→ **Material**
++++++

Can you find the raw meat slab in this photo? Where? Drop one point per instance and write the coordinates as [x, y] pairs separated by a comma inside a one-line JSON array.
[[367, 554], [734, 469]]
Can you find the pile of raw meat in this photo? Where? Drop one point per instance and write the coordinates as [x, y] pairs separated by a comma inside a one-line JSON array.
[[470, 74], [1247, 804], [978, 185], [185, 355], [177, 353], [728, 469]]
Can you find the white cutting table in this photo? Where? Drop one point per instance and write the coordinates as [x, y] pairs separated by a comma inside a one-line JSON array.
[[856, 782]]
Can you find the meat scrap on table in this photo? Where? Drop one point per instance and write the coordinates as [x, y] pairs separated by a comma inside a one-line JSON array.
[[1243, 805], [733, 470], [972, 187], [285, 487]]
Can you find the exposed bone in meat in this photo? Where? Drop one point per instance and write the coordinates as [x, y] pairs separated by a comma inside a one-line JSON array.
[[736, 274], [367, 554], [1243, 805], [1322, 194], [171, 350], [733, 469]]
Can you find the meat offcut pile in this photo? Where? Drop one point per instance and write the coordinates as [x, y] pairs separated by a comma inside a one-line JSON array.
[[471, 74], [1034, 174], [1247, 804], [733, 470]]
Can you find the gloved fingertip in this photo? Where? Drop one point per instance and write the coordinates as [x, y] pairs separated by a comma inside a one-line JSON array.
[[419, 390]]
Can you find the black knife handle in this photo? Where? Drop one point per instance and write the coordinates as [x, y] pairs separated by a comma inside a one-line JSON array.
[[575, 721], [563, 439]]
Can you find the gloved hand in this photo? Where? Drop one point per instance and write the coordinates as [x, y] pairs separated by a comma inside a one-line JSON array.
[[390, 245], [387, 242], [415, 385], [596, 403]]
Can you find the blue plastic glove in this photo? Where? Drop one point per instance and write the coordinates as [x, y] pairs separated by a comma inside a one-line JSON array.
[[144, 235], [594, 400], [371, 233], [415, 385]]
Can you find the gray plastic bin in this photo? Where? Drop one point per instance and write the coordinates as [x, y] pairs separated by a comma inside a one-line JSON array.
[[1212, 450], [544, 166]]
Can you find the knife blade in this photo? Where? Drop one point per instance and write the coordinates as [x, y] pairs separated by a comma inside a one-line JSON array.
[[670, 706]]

++++++

→ **The request**
Copy out the records exactly, from the line containing "Can you find the pile" through the line containing "[[856, 782]]", including both of those lines.

→ **Answer to the task**
Can you find the pile of raw meat in this photo? Where? Drop one point per instance and write the coordinates as [x, y] pairs separated by a comma inside a one-line JSON array.
[[470, 74], [1247, 804], [978, 185], [185, 355], [177, 353], [728, 469]]
Can you find the white cutting table in this photo? Where? Drop one point per instance and write the coordinates as [x, y] pairs separated by a comma inside a one-line JSON array.
[[856, 782]]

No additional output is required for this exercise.